Task description » Each record below is to be reproduced without any change.
****************************************
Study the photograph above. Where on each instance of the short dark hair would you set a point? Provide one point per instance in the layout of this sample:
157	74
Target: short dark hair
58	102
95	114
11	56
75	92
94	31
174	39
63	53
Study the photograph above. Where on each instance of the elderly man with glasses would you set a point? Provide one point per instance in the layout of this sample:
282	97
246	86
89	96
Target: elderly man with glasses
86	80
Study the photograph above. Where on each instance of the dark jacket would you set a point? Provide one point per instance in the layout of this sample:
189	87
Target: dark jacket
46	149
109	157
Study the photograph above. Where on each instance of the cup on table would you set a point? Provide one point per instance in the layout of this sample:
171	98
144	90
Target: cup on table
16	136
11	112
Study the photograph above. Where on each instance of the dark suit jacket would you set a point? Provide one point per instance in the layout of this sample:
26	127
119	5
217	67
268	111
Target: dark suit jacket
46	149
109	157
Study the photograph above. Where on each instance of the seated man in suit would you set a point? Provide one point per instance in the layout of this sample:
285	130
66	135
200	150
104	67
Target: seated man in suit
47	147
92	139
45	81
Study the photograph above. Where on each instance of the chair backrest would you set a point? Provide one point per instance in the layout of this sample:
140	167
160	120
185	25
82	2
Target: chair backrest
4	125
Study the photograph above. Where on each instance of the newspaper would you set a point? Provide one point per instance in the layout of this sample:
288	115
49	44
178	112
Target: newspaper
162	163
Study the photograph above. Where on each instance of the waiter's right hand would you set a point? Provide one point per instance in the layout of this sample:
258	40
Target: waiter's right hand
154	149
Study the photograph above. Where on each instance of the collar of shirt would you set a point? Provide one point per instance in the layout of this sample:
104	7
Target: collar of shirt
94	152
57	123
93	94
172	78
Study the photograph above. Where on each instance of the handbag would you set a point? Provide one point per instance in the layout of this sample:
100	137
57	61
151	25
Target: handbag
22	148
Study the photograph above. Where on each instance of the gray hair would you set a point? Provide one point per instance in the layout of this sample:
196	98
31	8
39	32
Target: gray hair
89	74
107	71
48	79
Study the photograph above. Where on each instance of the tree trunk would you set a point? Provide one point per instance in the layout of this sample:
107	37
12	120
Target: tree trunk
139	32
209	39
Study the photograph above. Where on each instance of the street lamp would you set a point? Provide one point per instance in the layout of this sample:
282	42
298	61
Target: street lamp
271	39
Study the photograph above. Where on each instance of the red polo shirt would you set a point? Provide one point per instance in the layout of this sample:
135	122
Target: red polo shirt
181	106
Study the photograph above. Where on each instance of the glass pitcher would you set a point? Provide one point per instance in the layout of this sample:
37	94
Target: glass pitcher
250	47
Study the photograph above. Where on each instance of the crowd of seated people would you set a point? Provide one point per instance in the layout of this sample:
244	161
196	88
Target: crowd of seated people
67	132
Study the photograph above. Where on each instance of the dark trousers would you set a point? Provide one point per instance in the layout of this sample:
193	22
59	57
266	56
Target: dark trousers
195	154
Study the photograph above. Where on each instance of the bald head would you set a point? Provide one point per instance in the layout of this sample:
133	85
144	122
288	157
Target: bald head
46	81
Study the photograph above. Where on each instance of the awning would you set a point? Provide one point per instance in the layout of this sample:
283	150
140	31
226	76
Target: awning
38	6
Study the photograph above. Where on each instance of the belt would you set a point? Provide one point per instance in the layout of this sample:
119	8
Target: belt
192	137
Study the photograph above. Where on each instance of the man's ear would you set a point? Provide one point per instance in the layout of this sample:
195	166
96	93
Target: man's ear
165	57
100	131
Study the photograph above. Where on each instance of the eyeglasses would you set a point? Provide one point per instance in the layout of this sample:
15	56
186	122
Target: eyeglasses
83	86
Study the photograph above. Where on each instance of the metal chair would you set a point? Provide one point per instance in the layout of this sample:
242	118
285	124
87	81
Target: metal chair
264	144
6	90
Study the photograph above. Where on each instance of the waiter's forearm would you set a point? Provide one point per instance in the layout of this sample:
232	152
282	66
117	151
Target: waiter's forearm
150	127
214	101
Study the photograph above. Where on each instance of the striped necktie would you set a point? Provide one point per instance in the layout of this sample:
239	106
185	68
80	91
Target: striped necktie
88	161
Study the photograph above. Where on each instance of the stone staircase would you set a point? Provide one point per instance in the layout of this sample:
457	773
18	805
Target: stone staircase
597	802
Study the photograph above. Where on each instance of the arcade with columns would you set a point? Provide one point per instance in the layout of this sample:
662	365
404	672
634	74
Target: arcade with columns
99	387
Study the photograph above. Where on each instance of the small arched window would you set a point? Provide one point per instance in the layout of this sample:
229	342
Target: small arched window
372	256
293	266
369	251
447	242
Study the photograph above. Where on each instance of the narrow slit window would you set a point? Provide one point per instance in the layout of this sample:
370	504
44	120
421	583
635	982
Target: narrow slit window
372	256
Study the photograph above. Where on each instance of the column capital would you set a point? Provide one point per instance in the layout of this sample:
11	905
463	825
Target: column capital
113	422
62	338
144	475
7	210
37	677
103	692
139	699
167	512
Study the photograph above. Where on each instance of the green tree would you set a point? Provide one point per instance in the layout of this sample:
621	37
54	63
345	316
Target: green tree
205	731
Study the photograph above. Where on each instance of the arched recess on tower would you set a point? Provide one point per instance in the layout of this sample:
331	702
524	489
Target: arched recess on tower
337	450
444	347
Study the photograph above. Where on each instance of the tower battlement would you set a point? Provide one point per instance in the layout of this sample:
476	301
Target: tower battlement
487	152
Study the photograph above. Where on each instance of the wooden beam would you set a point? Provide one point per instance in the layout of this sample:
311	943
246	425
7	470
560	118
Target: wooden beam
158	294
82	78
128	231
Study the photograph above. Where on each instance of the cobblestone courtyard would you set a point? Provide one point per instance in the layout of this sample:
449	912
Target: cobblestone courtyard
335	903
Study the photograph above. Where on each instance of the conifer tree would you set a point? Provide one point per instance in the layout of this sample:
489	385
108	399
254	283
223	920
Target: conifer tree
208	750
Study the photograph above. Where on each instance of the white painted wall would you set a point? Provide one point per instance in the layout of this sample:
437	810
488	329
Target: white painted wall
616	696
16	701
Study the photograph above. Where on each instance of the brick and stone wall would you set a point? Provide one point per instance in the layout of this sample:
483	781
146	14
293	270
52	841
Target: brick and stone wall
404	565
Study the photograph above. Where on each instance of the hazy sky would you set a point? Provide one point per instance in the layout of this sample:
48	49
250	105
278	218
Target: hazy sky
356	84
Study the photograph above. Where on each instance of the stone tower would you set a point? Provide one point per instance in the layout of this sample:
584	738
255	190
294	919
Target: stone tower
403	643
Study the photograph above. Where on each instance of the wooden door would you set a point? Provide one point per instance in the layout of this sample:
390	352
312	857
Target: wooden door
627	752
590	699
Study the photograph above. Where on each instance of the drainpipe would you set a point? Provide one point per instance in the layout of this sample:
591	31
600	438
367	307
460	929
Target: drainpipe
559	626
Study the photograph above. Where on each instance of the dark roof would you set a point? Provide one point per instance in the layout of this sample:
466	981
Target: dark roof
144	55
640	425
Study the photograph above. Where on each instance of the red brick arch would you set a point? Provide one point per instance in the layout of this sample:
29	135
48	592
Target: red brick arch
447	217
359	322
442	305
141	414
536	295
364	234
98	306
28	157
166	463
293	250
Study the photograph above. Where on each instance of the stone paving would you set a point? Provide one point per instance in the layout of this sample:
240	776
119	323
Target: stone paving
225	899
****************************************
Task output »
Study the photograph above. Where on each instance of the short dark hair would you set a point? Provide one point per instance in the layout of this sample:
157	74
Target: short dark hair
58	102
95	114
11	56
75	92
94	31
174	39
63	53
Study the photograph above. Where on each instance of the elderly man with glasses would you set a point? Provide one point per instance in the layout of this sample:
282	97
246	86
89	96
Target: elderly man with glasses
86	80
Study the photograph above. Where on each instance of the dark jacket would you set a point? Provide one point per instance in the layout of this sample:
189	87
Target: dark jacket
46	149
109	157
Study the photograph above. Where on each instance of the cup on table would you set a point? Provide one point per instance in the layout of this sample:
171	98
144	90
Target: cup on table
16	136
11	112
Study the photograph above. Where on each instance of the dark suit jacket would you set a point? Provide one point per instance in the layout of this sample:
26	127
119	5
217	67
268	111
Target: dark suit jacket
46	149
109	157
Study the photograph above. Where on each instance of the seated man in suit would you set a point? Provide one point per instance in the layout of this sample:
285	130
66	135
200	150
104	67
Target: seated man in suit
47	147
92	139
45	81
Study the photograph above. Where on each instance of the chair backrest would you set a point? Provide one point per instance in the layout of this sample:
140	167
160	120
185	25
82	2
Target: chair backrest
4	125
Study the photograph above. Where on each instance of the newspaper would you set a point? Provide one point per instance in the layout of this sample:
288	115
49	44
178	112
Target: newspaper
162	163
Study the photograph above. Where on each instance of the waiter's right hand would you set a point? Provide one point per instance in the layout of this sample:
258	40
Target: waiter's right hand
154	149
Study the photograph above. Where on each instance of the collar of shirt would you set a point? Provide one point per instance in the layout of this sample:
104	7
Target: collar of shirt
94	152
57	123
93	94
172	78
Study the photograph above. Where on each instance of the handbag would you set a point? Provide one point per instance in the layout of this sample:
100	137
57	61
151	25
Target: handbag
22	148
Study the photograph above. Where on each instance of the gray hair would you set a point? Provide one point per instance in the layout of this sample:
196	98
31	8
39	32
Target: gray hair
89	74
107	71
48	79
Study the photograph above. Where on each instance of the tree trunk would you set a point? Provide one point per instance in the layout of this sample:
107	37
12	120
Target: tree trunk
139	32
209	39
Study the photograph above. Where on each instance of the street lamp would you set a point? Provide one point per instance in the layout of this sample:
282	42
298	61
Target: street lamp
271	39
Study the photograph above. Where on each instance of the red polo shirt would you set a point? Provide one point per instance in the layout of this sample:
135	122
Target: red polo shirt
181	106
Study the photograph above. Where on each instance of the glass pitcher would you set a point? Provide one point per instance in the layout of this sample:
37	94
Target: glass pitcher
250	47
Study the photograph above. Where on each instance of the crowd of seated people would you set a point? Provide one point per instance in the layout of this sample:
244	161
196	88
Target: crowd of seated people
67	132
Study the photograph above. Where on each instance of the dark trousers would you set a point? Provide one point per instance in the layout of this sample:
193	22
59	57
266	56
Target: dark trousers
195	154
Study the photograph above. Where on each instance of the bald head would you set a point? Provide one point per instance in the layout of this sample:
133	85
144	122
288	157
Target: bald head
46	81
Study the photograph above. Where on each instance of the awning would you set a point? Provide one point per instance in the layout of this sample:
283	150
140	31
226	76
Target: awning
38	6
Study the photograph above. Where on each instance of the belt would you set a point? Provide one point per instance in the layout of this sample:
119	8
Target: belt
192	137
Study the photograph above. Where on each instance of the man's ear would you set a point? Provide one point per instance in the layout of this sample:
195	166
96	93
Target: man's ear
165	57
100	131
Study the photograph above. Where on each instance of the eyeglasses would you set a point? Provide one point per instance in the layout of this sample:
15	56
186	122
Target: eyeglasses
83	86
Study the photograph above. Where on each instance of the metal chair would you set a point? Provide one point per instance in the layout of this sample:
242	118
285	124
87	81
Target: metal chair
264	144
6	90
Study the photograph above. Where on each instance of the waiter's forearm would you set a point? Provide one point per instance in the layout of this sample:
232	152
282	66
117	151
Target: waiter's forearm
150	127
214	101
Study the photograph above. Where on each instance of the striped necktie would you set a point? Provide one point per instance in the layout of this sample:
239	106
185	68
80	91
Target: striped necktie
88	161
Study the photograph above. Where on each instance of the stone staircase would you set a point? Provide one point per instance in the layout of this sample:
457	773
18	805
Target: stone staircase
597	802
Study the photograph above. Where on each instance of the arcade with columns would you set a point? Provide one point per instance in the layout of this sample:
662	365
404	672
634	74
Target: arcade with columns
99	387
Study the photograph above. Where on each instance of the small arched window would you set a point? Provide one point per instance in the layout of this sample:
229	342
Target: small arched window
372	256
293	266
369	251
447	242
Study the photograph above. Where on each instance of the narrow slit window would you set a point? Provide one point per instance in the layout of this sample:
370	504
44	120
421	583
635	982
Target: narrow slit window
372	256
Study the photograph above. Where on each instance of the column capital would you set a point? Provide one point per instance in the layout of this sample:
11	905
463	825
Target: column capital
113	422
62	338
144	475
7	210
37	677
103	692
139	699
167	512
Study the photograph above. Where on each instance of the green tree would you set a point? Provide one point per instance in the layout of this sample:
621	37
54	63
345	316
Target: green tree
205	731
Study the photograph above. Where on each instance of the arched recess on tower would you set a point? Provide one point per instance in the layout of this sample:
331	702
524	489
Target: arched recess on tower
337	450
444	347
Study the photograph above. Where on each instance of the tower battlement would you set a point? Provide one point per instance in the layout of this sample:
476	301
Target: tower battlement
487	152
Study the photograph above. Where on each instance of the wooden beam would you set a point? Provide one point per instance in the layout of this sample:
311	943
246	425
7	470
560	118
Target: wooden beam
158	294
82	78
128	231
Study the photograph above. Where on each instance of the cobblestone courtyard would you set a point? Provide one point per instance in the layout of this sample:
449	912
Target: cobblestone courtyard
335	903
Study the photograph above. Where on each instance of the conifer tree would you set a point? Provide one point per instance in the layout of this sample:
489	385
108	399
254	283
223	920
Target: conifer tree
208	750
Study the photograph above. Where on each instance of the white painted wall would you set a point? Provide one point per instance in the layout of this sample:
437	810
488	329
Target: white painted wall
616	696
16	701
Study the photograph above. Where on each instance of the brick and stone wall would you set a point? Provide one point per instance in the layout of this sample:
483	781
146	14
293	270
52	841
Target: brick and stone wall
404	565
Study the photograph above. Where on each instance of the hazy sky would you set a point? Provide one point per instance in the layout of this sample:
48	49
250	105
278	218
Target: hazy sky
356	84
Study the photograph above. Where on each instance of the stone tower would you set a point? Provide one point per instance in the layout of this sample:
584	738
255	190
294	919
Target: stone tower
403	643
Study the photograph above. Where on each instance of the wooden door would you set a point? Provide one point per instance in the layout of this sample:
390	352
312	857
Target: wooden door
627	752
590	699
Study the photograph above. Where on each instance of the drainpipe would you set a point? Provide one point per instance in the layout of this sample:
591	31
600	438
367	307
460	929
Target: drainpipe
559	626
Study the photograph above. Where on each instance of the dark roof would you set a point? Provide one point per instance in the layout of this sample:
466	981
Target: dark roof
144	55
640	425
Study the photograph above. Where on each instance of the red brick arch would you set a point? Provide one point per instance in the layout of this sample:
29	135
48	592
Target: red brick arch
447	217
359	322
442	305
141	414
536	295
364	234
98	306
28	157
166	463
293	250
Study the photograph above. Where on each instance of the stone paving would you set a point? Provide one point per instance in the layout of this sample:
240	776
119	323
Target: stone paving
225	899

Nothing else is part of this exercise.